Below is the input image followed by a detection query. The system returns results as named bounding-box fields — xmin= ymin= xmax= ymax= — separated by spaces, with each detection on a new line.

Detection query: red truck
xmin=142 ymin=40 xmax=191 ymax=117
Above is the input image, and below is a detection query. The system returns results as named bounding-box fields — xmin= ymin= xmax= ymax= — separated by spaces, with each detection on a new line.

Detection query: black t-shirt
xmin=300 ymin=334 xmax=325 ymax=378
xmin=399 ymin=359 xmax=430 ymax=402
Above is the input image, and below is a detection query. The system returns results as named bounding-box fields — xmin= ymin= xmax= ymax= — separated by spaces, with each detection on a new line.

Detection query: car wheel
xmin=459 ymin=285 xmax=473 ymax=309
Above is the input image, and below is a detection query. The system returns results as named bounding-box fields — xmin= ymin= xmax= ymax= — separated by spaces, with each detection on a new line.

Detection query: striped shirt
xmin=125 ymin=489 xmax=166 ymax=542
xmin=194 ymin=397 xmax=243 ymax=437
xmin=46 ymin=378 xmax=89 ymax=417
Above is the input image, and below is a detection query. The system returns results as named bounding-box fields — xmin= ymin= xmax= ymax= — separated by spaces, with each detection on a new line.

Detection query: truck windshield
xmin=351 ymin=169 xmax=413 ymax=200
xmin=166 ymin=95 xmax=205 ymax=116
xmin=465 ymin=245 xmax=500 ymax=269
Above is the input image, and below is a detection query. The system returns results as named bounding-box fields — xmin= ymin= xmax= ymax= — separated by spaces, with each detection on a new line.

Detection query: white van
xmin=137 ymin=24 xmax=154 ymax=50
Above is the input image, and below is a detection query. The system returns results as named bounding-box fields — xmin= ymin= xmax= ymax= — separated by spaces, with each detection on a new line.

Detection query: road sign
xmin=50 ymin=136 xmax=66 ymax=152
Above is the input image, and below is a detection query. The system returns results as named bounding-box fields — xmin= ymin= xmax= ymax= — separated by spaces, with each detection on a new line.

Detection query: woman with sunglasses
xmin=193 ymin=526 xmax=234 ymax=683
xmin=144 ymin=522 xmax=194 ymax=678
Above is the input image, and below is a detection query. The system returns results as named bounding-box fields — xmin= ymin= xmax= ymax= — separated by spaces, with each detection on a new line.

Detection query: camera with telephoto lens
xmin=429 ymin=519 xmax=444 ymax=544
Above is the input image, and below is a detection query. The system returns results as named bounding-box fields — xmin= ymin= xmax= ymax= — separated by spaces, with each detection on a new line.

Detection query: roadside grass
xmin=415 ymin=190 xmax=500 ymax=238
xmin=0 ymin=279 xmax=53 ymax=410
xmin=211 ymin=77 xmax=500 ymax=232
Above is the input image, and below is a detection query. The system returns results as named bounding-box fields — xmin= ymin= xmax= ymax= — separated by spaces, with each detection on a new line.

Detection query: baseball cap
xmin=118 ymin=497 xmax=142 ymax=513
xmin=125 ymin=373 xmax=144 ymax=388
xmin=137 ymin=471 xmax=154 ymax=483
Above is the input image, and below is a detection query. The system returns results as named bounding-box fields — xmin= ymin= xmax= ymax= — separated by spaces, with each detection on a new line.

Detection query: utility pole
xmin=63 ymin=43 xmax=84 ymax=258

----

# [What is being asked]
Return every line of the data above verbatim, with no changes.

# [Exercise solution]
Below is the input image followed by a detection query. The system returns results as named bounding-box fields — xmin= ymin= xmax= ymax= — separated by spaces, with each detection on a new line.

Detection query: red truck
xmin=142 ymin=40 xmax=191 ymax=117
Above is the input image, and below is a detection query. The system returns results as named bounding-box fields — xmin= ymin= xmax= ymax= — separated by spaces, with each detection on a new line.

Detection query: black t-shirt
xmin=300 ymin=334 xmax=325 ymax=378
xmin=399 ymin=359 xmax=430 ymax=402
Above is the input image, and below is a detection query. The system returns results as named bounding-box fields — xmin= ymin= xmax= ymax= — separated by spaces, with each detection on a new line.

Detection query: car wheel
xmin=459 ymin=285 xmax=473 ymax=309
Above is the input image, and below is a detection query. The system returns results as named bounding-box fields — xmin= ymin= xmax= ymax= — separated by spaces, with each detection on a new line.

Detection query: striped shirt
xmin=125 ymin=489 xmax=166 ymax=542
xmin=194 ymin=397 xmax=243 ymax=437
xmin=46 ymin=378 xmax=89 ymax=417
Above is the input image, and below is a detection query. The system returns results as named bounding-box fields — xmin= ymin= xmax= ymax= — separated by spaces, with each detection on a new line.

Detection query: truck windshield
xmin=351 ymin=169 xmax=413 ymax=200
xmin=166 ymin=95 xmax=205 ymax=116
xmin=465 ymin=245 xmax=500 ymax=269
Above is the input image, and below is a detection query. The system returns results as named bounding-box fields — xmin= ymin= xmax= ymax= — separated by spaces, with each detection on a new line.

Detection query: white van
xmin=137 ymin=24 xmax=154 ymax=50
Above is the input image, and below is a detection query. The system returns results as named bounding-box fields — xmin= ymin= xmax= ymax= — separated by spaces, with each detection on a new line.

Detection query: road sign
xmin=50 ymin=136 xmax=66 ymax=152
Above is the input image, and below is a detection query. The system returns results as named bounding-box fields — xmin= ymin= xmax= ymax= — separated by spaces, with each detection on a new line.

Detection query: woman with sunglasses
xmin=193 ymin=526 xmax=234 ymax=683
xmin=144 ymin=522 xmax=194 ymax=678
Above is the input image, and below is a detection query. The system returns results as named bounding-box fields — xmin= ymin= xmax= ymax= — separated by spaces, with each detection on a new line.

Detection query: camera with telephoto lens
xmin=429 ymin=519 xmax=444 ymax=544
Above is the input image, and below is a detection query. The system returns results as named bounding-box fields — xmin= ymin= xmax= ymax= — separated by spaces, with each detection on a new line.

Detection query: roadside grass
xmin=415 ymin=190 xmax=500 ymax=238
xmin=0 ymin=279 xmax=53 ymax=410
xmin=211 ymin=77 xmax=500 ymax=232
Above is the input image, and below is a detection query. The system returns results as named bounding-box fields — xmin= ymin= xmax= ymax= — separated by spaces, with each detection on a new line.

Detection query: baseball cap
xmin=118 ymin=497 xmax=142 ymax=513
xmin=125 ymin=373 xmax=144 ymax=388
xmin=137 ymin=471 xmax=154 ymax=483
Above is the input image, and below is a detection query. The system returns results as named bounding-box fields — xmin= ymin= xmax= ymax= — separated by spaces, with each detection on a new line.

Detection query: utility pole
xmin=63 ymin=43 xmax=84 ymax=258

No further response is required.